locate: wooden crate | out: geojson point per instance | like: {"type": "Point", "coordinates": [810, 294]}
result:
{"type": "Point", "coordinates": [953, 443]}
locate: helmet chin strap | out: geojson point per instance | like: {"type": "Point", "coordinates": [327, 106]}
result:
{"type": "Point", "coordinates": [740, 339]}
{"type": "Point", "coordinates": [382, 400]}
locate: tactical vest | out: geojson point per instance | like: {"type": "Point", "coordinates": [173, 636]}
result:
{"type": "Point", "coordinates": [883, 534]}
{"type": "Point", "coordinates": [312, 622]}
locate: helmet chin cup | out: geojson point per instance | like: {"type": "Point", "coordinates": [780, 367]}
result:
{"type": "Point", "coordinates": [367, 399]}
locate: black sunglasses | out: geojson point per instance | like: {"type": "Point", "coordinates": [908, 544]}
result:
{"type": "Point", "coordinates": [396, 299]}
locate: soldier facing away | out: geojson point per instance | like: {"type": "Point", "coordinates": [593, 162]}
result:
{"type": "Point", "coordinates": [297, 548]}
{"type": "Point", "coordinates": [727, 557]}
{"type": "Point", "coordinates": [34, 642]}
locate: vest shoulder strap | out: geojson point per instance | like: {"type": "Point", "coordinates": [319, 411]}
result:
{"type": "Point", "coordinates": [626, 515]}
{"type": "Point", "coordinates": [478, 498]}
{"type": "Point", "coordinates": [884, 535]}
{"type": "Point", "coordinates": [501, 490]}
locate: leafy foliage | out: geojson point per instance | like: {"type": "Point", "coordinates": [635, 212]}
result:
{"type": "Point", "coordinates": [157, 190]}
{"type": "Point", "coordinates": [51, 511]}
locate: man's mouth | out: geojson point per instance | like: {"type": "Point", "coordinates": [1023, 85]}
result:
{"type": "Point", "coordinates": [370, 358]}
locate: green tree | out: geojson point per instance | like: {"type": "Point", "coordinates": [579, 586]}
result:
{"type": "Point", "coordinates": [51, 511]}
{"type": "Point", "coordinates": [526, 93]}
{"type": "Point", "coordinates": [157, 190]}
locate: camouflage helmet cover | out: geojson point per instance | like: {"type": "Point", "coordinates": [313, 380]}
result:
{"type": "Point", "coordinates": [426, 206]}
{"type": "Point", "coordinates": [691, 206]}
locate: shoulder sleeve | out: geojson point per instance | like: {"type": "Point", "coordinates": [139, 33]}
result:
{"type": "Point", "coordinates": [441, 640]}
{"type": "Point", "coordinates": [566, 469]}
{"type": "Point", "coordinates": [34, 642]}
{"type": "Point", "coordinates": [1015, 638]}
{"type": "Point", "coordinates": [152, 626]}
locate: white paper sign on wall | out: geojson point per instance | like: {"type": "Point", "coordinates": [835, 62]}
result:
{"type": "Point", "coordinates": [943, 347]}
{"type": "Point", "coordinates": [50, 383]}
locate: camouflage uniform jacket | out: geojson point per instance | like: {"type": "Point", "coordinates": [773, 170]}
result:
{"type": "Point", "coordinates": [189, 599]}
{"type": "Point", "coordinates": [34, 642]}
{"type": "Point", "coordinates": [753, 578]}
#####
*Problem*
Repeat exactly, and only, the lines from the line containing "locate: leafy foliage" through the last line of the records above, both included.

*Answer for this exercise*
locate: leafy foliage | out: geojson point per instance | like: {"type": "Point", "coordinates": [635, 212]}
result:
{"type": "Point", "coordinates": [157, 190]}
{"type": "Point", "coordinates": [51, 511]}
locate: man's mouth | out: geojson point per instance | like: {"type": "Point", "coordinates": [1023, 85]}
result:
{"type": "Point", "coordinates": [370, 358]}
locate: green tree | out: geojson point per instance | like: {"type": "Point", "coordinates": [579, 586]}
result:
{"type": "Point", "coordinates": [51, 511]}
{"type": "Point", "coordinates": [526, 93]}
{"type": "Point", "coordinates": [157, 190]}
locate: camouflage helmet cover | out: geojson point per instance | like: {"type": "Point", "coordinates": [313, 380]}
result:
{"type": "Point", "coordinates": [426, 206]}
{"type": "Point", "coordinates": [691, 206]}
locate: shoulder sleeve | out: geojson point per instance | like: {"type": "Point", "coordinates": [139, 33]}
result:
{"type": "Point", "coordinates": [441, 640]}
{"type": "Point", "coordinates": [566, 469]}
{"type": "Point", "coordinates": [34, 642]}
{"type": "Point", "coordinates": [1015, 638]}
{"type": "Point", "coordinates": [152, 626]}
locate: white paper sign on wall | out: geojson point per instance | like: {"type": "Point", "coordinates": [835, 62]}
result:
{"type": "Point", "coordinates": [943, 347]}
{"type": "Point", "coordinates": [50, 383]}
locate: camouflage uniform jacket | out: geojson point per instance | like: {"type": "Point", "coordinates": [773, 170]}
result:
{"type": "Point", "coordinates": [189, 599]}
{"type": "Point", "coordinates": [34, 642]}
{"type": "Point", "coordinates": [753, 578]}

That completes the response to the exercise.